- **ACTION ITEM**: Write out the data exactly, every line included.
=== Begin Enclosure ===
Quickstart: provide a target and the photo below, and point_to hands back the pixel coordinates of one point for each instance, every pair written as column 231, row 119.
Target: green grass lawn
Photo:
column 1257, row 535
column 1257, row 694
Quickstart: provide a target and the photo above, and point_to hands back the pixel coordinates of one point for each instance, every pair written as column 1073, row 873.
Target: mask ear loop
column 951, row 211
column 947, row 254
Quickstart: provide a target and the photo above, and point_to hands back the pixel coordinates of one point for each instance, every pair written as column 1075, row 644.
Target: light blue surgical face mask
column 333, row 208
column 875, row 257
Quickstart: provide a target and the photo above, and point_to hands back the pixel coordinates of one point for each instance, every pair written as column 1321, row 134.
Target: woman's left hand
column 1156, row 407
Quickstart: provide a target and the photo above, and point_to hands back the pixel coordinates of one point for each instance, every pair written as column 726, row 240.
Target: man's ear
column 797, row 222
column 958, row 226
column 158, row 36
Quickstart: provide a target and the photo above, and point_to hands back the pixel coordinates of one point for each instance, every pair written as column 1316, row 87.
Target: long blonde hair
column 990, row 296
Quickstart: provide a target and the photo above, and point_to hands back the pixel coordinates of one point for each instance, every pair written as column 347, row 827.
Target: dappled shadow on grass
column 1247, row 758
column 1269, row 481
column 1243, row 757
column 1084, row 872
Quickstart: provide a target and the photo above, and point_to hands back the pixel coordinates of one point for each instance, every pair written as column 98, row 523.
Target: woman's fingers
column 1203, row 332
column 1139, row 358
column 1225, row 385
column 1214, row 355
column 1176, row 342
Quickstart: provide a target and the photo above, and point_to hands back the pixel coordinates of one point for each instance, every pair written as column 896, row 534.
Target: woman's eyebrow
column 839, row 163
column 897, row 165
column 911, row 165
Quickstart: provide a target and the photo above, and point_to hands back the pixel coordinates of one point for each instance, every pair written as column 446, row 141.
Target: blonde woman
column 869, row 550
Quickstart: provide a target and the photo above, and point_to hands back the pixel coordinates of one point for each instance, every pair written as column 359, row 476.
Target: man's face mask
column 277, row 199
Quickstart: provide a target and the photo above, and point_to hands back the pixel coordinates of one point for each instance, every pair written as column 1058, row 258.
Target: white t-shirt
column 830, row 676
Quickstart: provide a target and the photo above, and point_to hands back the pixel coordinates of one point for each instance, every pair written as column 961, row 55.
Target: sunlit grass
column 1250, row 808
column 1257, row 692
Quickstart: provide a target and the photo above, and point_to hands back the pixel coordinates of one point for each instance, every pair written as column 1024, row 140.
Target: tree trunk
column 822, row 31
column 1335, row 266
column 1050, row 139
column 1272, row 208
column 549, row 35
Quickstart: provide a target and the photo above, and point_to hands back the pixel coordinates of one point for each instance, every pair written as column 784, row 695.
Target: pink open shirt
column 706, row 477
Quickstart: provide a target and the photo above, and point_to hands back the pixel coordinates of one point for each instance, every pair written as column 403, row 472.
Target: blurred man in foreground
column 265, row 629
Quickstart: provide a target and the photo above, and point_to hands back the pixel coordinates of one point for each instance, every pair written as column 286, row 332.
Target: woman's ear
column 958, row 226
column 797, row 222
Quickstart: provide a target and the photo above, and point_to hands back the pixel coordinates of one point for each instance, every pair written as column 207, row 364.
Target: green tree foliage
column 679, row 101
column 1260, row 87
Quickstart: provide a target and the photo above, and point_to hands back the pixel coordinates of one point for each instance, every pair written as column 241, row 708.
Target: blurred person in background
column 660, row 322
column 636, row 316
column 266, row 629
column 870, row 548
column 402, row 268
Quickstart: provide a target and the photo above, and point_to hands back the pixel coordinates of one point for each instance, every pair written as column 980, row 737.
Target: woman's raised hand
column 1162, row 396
=== End Enclosure ===
- **TASK OUTPUT**:
Quickstart: provide a target and the photo below, and point_to hands back the pixel coordinates of one point for each instance, every pair written as column 231, row 119.
Target: green grass lawn
Photo:
column 1257, row 535
column 1257, row 694
Quickstart: provide a target and the photo above, and point_to hands back the pixel coordinates of one point for each instance, every pair written as column 1073, row 873.
Target: mask ear loop
column 951, row 211
column 947, row 254
Quickstart: provide a target and the photo above, and point_to hands back the pixel coordinates of one point for each instance, every pair written as column 1075, row 644.
Target: light blue surgical face mask
column 333, row 208
column 875, row 257
Quickstart: provide a target and the photo above, and point_to hands back the pixel coordinates of one point for each instance, every pair written as column 1321, row 134.
Target: woman's left hand
column 1156, row 407
Quickstart: provide a target and the photo above, and point_to hands back the pixel coordinates of one point for each instance, every pair written as column 726, row 240.
Target: man's ear
column 797, row 222
column 958, row 226
column 158, row 36
Quickstart: provide a target and the photo above, and point_to hands back the pixel coordinates of one point for each instance, every pair written as column 1316, row 87.
Target: long blonde hair
column 990, row 296
Quickstart: provide a target and the photo above, and point_to hands back the pixel coordinates of one point for each instance, every pair written as column 347, row 827.
Target: dappled shadow on grass
column 1247, row 758
column 1269, row 481
column 1243, row 757
column 1084, row 872
Quickstart: provide a target and the photo above, and point_to hands back the pixel coordinates of one point for each instance, every pair written as column 98, row 523.
Target: woman's fingers
column 1203, row 332
column 1139, row 358
column 1225, row 385
column 1214, row 355
column 1176, row 342
Quickstart: provide a target and the photo above, and point_to hands back the pixel coordinates of one point for each instance, every pair written as column 896, row 534.
Target: woman's eyebrow
column 839, row 163
column 897, row 165
column 911, row 165
Quickstart: provide a target and the photo above, and point_to hands back the pixel coordinates of one point for each instance, every pair written as column 446, row 141.
Target: blonde woman
column 869, row 550
Quickstart: provide a target and the photo above, and point_to hands back the pixel coordinates of one point for each instance, every pair written as column 359, row 476.
Target: man's face mask
column 277, row 199
Quickstart: provide a target and the photo above, and point_to hands back the pixel coordinates of one point for each instance, every pair written as column 1058, row 258.
Target: white t-shirt
column 830, row 676
Quickstart: provide a target and the photo above, and point_to hands back the pixel coordinates of one point for each instance, every pair written as column 961, row 55.
Target: sunlit grass
column 1250, row 808
column 1257, row 692
Quickstart: provide a target and the photo above, and point_to hands back the pixel coordinates of one point for each instance, every pair written as column 1024, row 140.
Target: tree trunk
column 822, row 31
column 1335, row 266
column 1050, row 139
column 1272, row 208
column 549, row 35
Quickstart: provide a target and the photo above, and point_to hands back the pixel coordinates of one point for each instance, every pair written as column 784, row 695.
Target: pink open shirt
column 706, row 477
Quickstart: provide a target and the photo above, and point_to hands back the pixel coordinates of one point for each instance, every pair written as column 403, row 472.
Target: blurred man in foreground
column 265, row 629
Quickstart: provide a target and the photo above, and point_to hands back the pixel coordinates of one point for each instance, every pair written as column 286, row 332.
Target: woman's ear
column 958, row 226
column 797, row 222
Quickstart: provide a target and the photo above, and point_to hands back the pixel coordinates of one point for each instance, every pair written as column 207, row 364.
Target: green tree foliage
column 679, row 101
column 1260, row 87
Quickstart: provide a target and the photo above, and point_to hands back the pixel coordinates of one point for each instance, every pair written as column 241, row 708.
Target: blurred person in background
column 660, row 322
column 636, row 316
column 266, row 629
column 870, row 548
column 402, row 268
Quickstart: provide a target and the photo above, and point_to hands back the pixel coordinates of one point for each instance, every pair written as column 980, row 737.
Target: woman's raised hand
column 1162, row 396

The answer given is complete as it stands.